>> Start EXCERPT PROVIDED
Richard Evans, executive director of the Australian Retailers Association (ARA), said in an on-line article that the Fair Work Bill reduces an employer’s right to manage a workforce ‘fairly and with privacy’.
 
Writing for The Briefing, an online magazine for entrepreneurs and SMEs, he said the Bill was ‘payback time’ for the unions which helped the Labor Government come to power.
 
‘The inconvenient truth of work is that one doesn’t have a job unless our employer is successful,’ Evans said.
 
‘Yet it seems this concept is missed within the government’s Fair Work Australia legislation currently under review in the Senate.'
 
Work ‘created by employers’
 
‘This bill is based upon the concept that employees have rights (which they clearly do, but only when work is offered) but the bill fails to recognise the concept that work is created by an employer, and employee rights are reduced in order for employers to manage their investment.'
 
‘Under new workplace law, the Government is telling the risk-taking employer: “We don’t trust you to treat your employees well and we shall have our union mates check on you whenever they like”.’
 
Evans said the assumption [IR Minister Julia Gillard] and the labour movement make is Australia still has mass employment workplaces with master–servant mentalities where ‘management tries to wring every last piece of respect and effort from a worker’.
>> End EXCERPT PROVIDED
>> Start MATERIAL SHOWN
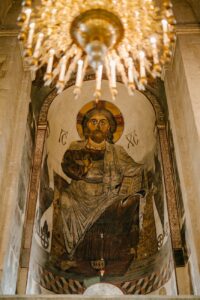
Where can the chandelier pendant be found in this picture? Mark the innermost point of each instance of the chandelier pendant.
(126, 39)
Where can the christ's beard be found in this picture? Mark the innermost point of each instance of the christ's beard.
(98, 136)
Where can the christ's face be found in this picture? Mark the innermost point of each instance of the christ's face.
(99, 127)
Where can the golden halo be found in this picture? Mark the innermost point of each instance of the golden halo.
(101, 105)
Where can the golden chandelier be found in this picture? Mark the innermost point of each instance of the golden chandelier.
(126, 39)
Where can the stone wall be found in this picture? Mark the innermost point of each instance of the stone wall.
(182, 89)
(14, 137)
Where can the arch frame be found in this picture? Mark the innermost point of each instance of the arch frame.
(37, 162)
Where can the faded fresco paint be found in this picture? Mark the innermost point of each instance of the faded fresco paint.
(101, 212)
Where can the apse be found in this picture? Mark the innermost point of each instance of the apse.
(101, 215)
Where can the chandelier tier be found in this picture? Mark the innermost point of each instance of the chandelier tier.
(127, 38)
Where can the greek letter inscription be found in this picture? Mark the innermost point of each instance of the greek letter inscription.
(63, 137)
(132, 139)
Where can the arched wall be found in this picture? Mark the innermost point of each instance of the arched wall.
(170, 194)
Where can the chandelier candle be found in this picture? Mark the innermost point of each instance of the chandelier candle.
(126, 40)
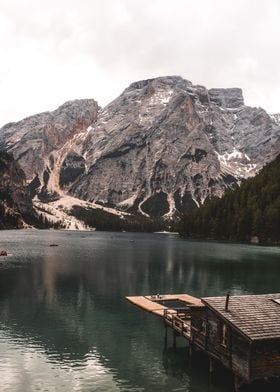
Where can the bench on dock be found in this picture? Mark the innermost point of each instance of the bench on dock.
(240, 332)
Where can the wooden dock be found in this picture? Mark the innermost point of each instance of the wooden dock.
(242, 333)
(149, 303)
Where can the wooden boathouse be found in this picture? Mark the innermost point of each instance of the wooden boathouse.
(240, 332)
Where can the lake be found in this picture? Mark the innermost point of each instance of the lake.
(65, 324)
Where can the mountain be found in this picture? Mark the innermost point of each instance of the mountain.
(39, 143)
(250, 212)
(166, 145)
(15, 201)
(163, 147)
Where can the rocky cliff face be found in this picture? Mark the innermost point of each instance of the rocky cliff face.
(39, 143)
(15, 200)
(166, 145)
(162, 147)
>> End MATERIAL SHOWN
>> Start MATERIAL SHOWN
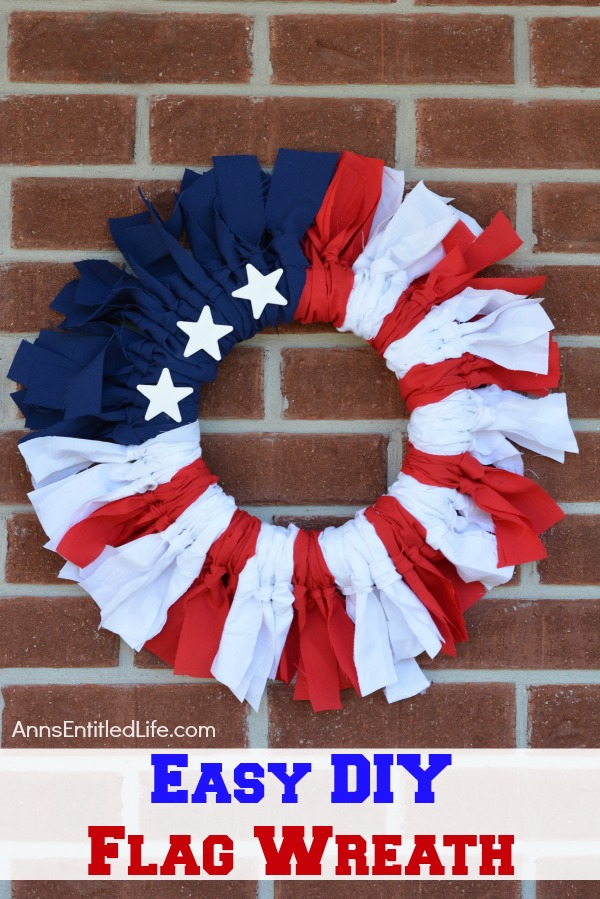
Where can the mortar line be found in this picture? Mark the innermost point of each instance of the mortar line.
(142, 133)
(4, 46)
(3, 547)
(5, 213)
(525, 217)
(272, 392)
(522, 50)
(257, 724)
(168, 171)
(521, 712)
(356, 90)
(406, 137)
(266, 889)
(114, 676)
>> End MATERIAL SHOWN
__DESCRIPTION OF THE TASK__
Set down the full excerpt on the Fair Work Bill again, word for word.

__WORKED ANSWER__
Richard Evans, executive director of the Australian Retailers Association (ARA), said in an on-line article that the Fair Work Bill reduces an employer’s right to manage a workforce ‘fairly and with privacy’.
 
Writing for The Briefing, an online magazine for entrepreneurs and SMEs, he said the Bill was ‘payback time’ for the unions which helped the Labor Government come to power.
 
‘The inconvenient truth of work is that one doesn’t have a job unless our employer is successful,’ Evans said.
 
‘Yet it seems this concept is missed within the government’s Fair Work Australia legislation currently under review in the Senate.'
 
Work ‘created by employers’
 
‘This bill is based upon the concept that employees have rights (which they clearly do, but only when work is offered) but the bill fails to recognise the concept that work is created by an employer, and employee rights are reduced in order for employers to manage their investment.'
 
‘Under new workplace law, the Government is telling the risk-taking employer: “We don’t trust you to treat your employees well and we shall have our union mates check on you whenever they like”.’
 
Evans said the assumption [IR Minister Julia Gillard] and the labour movement make is Australia still has mass employment workplaces with master–servant mentalities where ‘management tries to wring every last piece of respect and effort from a worker’.